Alıştırma Seti:
- a) Sayfa metninde geçen bütün yılları, metindeki sırayla listeleyin.
- b) Girdilerde "boat" kelimesini içeren her satırı değiştirmeden döndürün.

Sayfa Metni:
+--

Yenilenebilir Enerji ve Enerji Verimliliği. Anlaşmalardan beklenen en önemli konu mali yardımlar. Gelişmiş ülkelerin gelişmekte olan ekonomilere, sera gazını azaltacak teknolojilerin temini için finansal yardım yapması gerekiyor. 2009 “Kopenhag COP Konferansı” ile gelişmiş ülkeler, iklim değişikliğinin asıl nedenlerinden birisi olan sera gazı emisyonunu kısıtlamaya yönelik ortak bir anlaşmaya imza atmıştı. Ancak bu anlaşmalar 2020’de sona eriyor ve gelecek için yeni anlaşmalara ihtiyaç var. Bu arada, toplantıya katılacak ülkeler içinde sera gazlarının % 90’ını üreten 150 ülke, bir ortak bildiri hazırlayarak, bu tip gazları azaltma konusunda ciddi önlemler almaya söz verdi. Bu önlemlerin % 40 kadarı yenilenebilir enerji alanına geçişe, % 30 kadarı da enerji verimliliğini artırıcı tedbirleri almaya yönelik olacak. Bunlar arasında sera gazı oluşumundan sorumlu en büyük iki kaynak ülkeden ABD’de, temiz enerji politikasına geçiş ile Çin’de karbon takası programının uygulanmaya koyulması dikkat çekici önlemler arasında. Bu arada temiz enerji politikasında ABD’de kömür yerine doğal gazın elektrik üretiminde yoğun kullanıldığını ve 1 megavat elektrik için kullanılan kömürün yarattığı CO2 emisyonlarının doğal gaz kullanımı ile yarı yarıya düşmesinin, doğal gazın sadece jeopolitik değil, aynı zamanda çevresel olarak da değerini artırıyor.
İyi haber, dünya süratle yenilenebilir enerji alanına yöneliyor. Örneğin 2014 yılında rekor seviyede 130 GW kapasiteye sahip, yenilenebilir enerji tesisleri hizmete girdi. Böylece günümüzde artık yenilenebilir kaynaklar, kömürden sonra en önemli elektrik üretim aracı oldu. Benzer şekilde dünya üzerinde uygulanan enerji verimliliği artırma tedbirleri ile günümüzde artan enerji ihtiyacı, geçen yılların artış oranına nazaran istatistiki olarak olması gerekenin üçte biri oranında düşürülebildi.

+--

Veri Alıntıları:
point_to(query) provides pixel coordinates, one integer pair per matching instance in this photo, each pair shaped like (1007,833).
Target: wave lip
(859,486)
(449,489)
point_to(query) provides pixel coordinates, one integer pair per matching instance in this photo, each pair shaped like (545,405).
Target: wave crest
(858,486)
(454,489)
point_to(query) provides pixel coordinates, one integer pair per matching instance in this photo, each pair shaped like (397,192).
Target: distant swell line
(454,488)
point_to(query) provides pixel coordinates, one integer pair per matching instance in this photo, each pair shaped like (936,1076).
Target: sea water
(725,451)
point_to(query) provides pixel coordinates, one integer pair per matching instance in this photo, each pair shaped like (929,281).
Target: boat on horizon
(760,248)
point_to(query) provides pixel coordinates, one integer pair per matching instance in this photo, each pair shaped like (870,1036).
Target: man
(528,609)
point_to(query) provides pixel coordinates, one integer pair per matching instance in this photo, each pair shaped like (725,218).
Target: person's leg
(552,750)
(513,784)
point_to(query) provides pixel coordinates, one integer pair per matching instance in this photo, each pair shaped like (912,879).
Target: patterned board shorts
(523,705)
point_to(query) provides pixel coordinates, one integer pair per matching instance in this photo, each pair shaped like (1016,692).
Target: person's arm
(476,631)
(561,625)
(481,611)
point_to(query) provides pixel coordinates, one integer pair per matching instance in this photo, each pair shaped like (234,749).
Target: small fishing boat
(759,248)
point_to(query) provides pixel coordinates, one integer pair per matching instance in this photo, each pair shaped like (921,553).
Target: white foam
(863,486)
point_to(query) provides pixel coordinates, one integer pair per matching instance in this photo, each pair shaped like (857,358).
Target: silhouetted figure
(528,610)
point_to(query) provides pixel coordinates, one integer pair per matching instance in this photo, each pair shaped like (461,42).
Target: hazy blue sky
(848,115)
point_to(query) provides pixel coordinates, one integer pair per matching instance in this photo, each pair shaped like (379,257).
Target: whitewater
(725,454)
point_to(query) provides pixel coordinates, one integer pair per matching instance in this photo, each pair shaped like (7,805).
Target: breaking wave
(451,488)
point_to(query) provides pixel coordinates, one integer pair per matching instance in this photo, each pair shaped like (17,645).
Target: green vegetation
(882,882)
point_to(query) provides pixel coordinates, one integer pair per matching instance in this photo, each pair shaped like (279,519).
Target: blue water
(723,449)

+--

Alıştırma Çözümleri:
- a) 2009, 2020, 2014

- b)
Target: boat on horizon
Target: small fishing boat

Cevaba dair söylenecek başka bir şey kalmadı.